▶ **What to work on**
Count how many lines of the records below contain the string "eyeglasses", matching case exactly. Give only the number.

▶ **Records shown**
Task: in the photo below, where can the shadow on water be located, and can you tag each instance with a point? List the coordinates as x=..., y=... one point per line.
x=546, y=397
---
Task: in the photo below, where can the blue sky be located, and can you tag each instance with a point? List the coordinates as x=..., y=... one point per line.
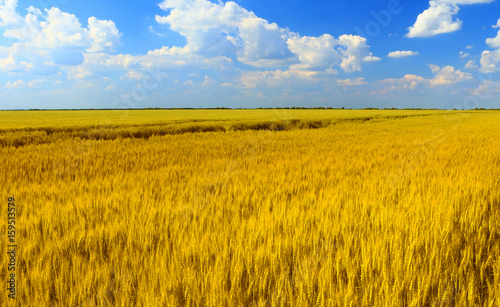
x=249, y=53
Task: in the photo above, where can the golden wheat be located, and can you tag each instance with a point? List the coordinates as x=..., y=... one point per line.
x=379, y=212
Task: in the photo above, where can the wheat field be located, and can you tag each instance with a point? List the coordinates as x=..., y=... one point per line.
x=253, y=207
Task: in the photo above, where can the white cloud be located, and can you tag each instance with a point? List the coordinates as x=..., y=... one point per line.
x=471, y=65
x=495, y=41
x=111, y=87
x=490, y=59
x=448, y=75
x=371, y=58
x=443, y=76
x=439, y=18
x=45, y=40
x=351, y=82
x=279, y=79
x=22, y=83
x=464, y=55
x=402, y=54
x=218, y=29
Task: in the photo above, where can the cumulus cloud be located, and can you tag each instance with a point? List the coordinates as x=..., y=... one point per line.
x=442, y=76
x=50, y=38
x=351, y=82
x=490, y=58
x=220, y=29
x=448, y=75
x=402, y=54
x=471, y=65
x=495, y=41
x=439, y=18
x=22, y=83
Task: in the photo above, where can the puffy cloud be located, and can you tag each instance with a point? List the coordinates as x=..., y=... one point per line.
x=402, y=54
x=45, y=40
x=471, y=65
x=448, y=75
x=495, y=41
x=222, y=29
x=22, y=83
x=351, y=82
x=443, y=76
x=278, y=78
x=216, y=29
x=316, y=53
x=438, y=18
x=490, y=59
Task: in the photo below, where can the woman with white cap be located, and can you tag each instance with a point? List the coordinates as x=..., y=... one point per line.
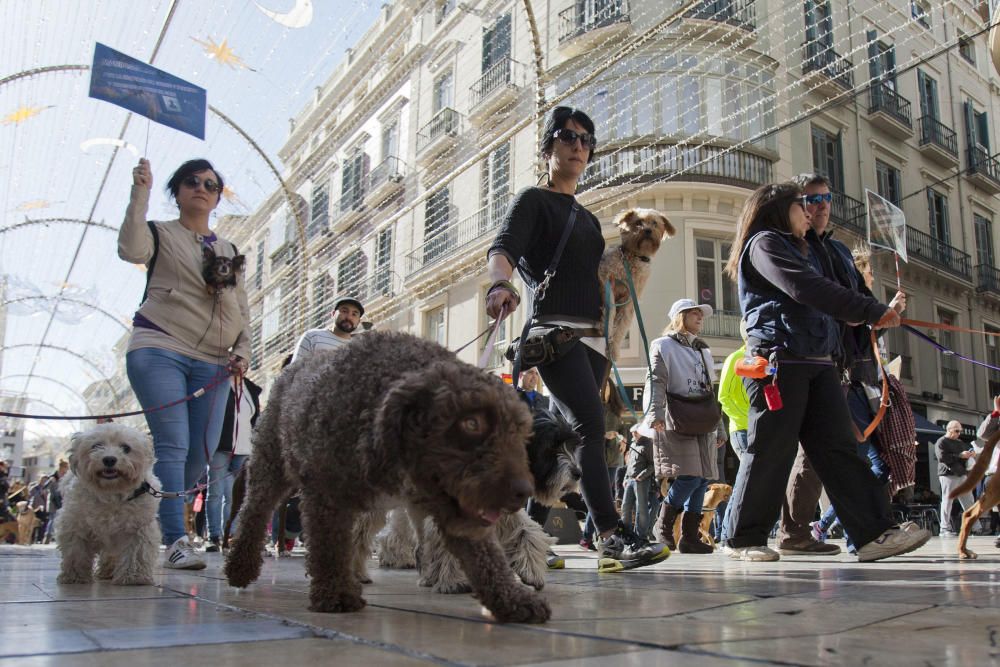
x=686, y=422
...
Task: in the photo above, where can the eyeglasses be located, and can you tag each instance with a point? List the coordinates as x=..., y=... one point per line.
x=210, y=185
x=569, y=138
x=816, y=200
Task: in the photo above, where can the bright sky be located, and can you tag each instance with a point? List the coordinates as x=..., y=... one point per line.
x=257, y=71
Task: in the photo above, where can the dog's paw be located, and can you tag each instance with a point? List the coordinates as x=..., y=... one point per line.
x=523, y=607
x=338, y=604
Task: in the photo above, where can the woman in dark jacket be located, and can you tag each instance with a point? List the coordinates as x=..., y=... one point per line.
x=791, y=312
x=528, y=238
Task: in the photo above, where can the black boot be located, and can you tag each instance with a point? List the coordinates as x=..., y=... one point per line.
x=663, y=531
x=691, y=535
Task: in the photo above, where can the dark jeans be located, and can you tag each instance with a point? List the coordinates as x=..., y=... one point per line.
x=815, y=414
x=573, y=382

▶ **Answer to this problem**
1